To be done
Please count the lines in the items that contain the word "leaf", treating uppercase and lowercase as different, and give only the number.

· · · · ·

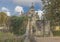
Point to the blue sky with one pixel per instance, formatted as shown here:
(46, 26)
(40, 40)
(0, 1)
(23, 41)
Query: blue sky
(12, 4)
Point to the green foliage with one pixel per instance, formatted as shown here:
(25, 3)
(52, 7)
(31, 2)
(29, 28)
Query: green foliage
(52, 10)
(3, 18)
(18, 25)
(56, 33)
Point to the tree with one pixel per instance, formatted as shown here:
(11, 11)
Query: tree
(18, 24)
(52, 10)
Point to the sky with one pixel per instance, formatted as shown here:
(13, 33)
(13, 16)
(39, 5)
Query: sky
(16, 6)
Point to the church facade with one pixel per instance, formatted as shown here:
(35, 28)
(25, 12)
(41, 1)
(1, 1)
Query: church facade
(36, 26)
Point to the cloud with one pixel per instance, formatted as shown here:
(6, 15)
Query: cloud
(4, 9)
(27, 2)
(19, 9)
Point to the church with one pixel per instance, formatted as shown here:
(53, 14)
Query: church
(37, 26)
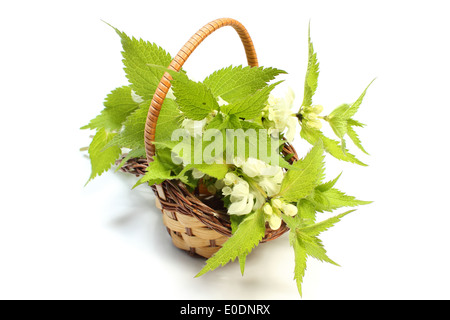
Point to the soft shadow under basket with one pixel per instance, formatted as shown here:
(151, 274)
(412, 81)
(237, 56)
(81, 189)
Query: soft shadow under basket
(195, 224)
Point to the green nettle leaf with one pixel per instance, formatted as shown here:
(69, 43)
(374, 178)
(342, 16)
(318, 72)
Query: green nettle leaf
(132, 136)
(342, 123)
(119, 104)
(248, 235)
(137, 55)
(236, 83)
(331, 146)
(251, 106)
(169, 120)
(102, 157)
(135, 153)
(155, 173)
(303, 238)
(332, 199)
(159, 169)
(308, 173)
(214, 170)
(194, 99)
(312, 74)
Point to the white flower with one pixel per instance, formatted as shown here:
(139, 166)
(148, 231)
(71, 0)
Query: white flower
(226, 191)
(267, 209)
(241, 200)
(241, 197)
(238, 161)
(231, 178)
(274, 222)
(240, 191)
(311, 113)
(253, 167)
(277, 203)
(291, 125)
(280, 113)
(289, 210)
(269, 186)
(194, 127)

· · · · ·

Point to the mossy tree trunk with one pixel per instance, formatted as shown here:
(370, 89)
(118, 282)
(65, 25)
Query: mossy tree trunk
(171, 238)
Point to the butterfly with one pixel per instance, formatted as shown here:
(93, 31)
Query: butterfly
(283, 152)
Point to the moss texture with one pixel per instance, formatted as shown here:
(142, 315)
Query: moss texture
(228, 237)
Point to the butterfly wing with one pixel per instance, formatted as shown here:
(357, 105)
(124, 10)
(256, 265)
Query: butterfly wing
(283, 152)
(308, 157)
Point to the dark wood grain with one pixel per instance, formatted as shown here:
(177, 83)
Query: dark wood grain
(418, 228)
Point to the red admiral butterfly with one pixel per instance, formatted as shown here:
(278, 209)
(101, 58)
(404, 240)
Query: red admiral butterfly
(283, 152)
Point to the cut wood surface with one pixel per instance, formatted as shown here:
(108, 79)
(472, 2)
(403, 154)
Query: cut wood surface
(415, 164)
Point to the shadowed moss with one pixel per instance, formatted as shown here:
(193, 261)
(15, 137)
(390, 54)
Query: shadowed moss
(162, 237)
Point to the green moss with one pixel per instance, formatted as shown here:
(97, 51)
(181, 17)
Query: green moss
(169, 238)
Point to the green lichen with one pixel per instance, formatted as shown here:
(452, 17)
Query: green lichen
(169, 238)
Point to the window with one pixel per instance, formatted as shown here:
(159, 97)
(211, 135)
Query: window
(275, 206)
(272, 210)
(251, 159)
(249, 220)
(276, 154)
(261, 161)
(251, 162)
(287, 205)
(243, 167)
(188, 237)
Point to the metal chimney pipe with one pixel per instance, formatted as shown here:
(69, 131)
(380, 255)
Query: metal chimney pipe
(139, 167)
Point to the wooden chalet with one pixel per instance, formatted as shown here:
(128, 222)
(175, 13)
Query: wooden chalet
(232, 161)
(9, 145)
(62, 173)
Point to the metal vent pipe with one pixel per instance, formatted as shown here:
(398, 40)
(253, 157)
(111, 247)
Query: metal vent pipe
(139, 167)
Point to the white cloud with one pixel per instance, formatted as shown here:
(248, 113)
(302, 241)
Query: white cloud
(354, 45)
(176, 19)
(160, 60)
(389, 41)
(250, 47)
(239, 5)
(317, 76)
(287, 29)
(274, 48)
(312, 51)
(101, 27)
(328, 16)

· · · · ·

Task answer
2